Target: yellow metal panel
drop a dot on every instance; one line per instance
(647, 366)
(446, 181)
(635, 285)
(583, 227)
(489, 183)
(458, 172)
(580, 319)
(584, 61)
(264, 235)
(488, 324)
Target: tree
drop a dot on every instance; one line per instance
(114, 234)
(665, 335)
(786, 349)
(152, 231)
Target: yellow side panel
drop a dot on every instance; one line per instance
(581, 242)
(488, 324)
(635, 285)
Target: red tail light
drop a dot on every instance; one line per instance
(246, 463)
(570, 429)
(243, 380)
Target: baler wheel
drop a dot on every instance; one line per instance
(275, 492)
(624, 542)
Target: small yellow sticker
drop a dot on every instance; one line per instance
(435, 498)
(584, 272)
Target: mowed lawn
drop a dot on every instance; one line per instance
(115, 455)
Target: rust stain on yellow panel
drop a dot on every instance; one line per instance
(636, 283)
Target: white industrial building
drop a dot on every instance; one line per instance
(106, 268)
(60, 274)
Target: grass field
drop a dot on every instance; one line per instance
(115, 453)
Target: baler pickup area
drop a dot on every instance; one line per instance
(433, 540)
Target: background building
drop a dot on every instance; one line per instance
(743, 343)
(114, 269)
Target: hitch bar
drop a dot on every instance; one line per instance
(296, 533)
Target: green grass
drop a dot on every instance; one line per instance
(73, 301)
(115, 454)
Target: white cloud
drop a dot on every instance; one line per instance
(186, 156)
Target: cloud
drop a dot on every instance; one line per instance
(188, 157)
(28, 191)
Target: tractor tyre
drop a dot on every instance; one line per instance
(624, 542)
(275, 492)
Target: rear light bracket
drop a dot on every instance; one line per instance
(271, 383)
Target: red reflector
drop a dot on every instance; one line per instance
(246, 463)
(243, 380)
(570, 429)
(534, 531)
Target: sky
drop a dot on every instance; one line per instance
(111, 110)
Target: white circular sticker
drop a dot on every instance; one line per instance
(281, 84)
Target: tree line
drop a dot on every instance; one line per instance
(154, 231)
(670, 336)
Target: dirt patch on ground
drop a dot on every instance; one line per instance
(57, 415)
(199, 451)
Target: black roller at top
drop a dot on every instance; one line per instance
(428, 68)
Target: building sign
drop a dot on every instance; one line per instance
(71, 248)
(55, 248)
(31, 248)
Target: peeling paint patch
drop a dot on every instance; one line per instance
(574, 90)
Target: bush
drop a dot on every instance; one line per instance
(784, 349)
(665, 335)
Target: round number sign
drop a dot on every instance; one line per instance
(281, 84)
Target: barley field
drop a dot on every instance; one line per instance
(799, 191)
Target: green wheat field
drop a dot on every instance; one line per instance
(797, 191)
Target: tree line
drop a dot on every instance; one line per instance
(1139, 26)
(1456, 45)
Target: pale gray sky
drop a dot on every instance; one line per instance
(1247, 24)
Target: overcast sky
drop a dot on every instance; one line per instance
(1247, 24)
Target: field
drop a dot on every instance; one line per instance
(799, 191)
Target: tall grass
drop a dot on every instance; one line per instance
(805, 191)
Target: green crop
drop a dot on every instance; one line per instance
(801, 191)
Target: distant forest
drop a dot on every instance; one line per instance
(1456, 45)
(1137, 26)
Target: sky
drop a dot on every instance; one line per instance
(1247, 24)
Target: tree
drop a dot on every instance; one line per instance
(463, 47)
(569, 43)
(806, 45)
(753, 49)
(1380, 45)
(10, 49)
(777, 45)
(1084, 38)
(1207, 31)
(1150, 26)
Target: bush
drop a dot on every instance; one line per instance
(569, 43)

• • • •

EXERCISE AIM: Reproduce only the lines running from the one that contains "Target: pale gray sky" to the last line of the records.

TASK OUTPUT:
Target: pale gray sky
drop a dot on every instance; one line per instance
(1247, 24)
Target: overcast sky
drop a dot on every instance; one line per instance
(1247, 24)
Target: field
drop a dot on every instance; one line per instance
(799, 191)
Target: tall grass
drop a dot on every instance; one line per instance
(805, 191)
Target: green crop
drop a dot on every instance; one line per instance
(801, 191)
Target: distant forest
drop a dot on every instance; one line per instance
(1456, 45)
(1137, 26)
Target: sky
drop a dot on every instance; one line per instance
(1247, 24)
Target: tree
drop a dot on every instance; one line per instance
(463, 47)
(569, 43)
(806, 45)
(753, 49)
(1380, 45)
(10, 49)
(777, 45)
(1084, 38)
(1207, 31)
(1150, 26)
Target: bush
drop a dot on every instance; one line per instance
(569, 43)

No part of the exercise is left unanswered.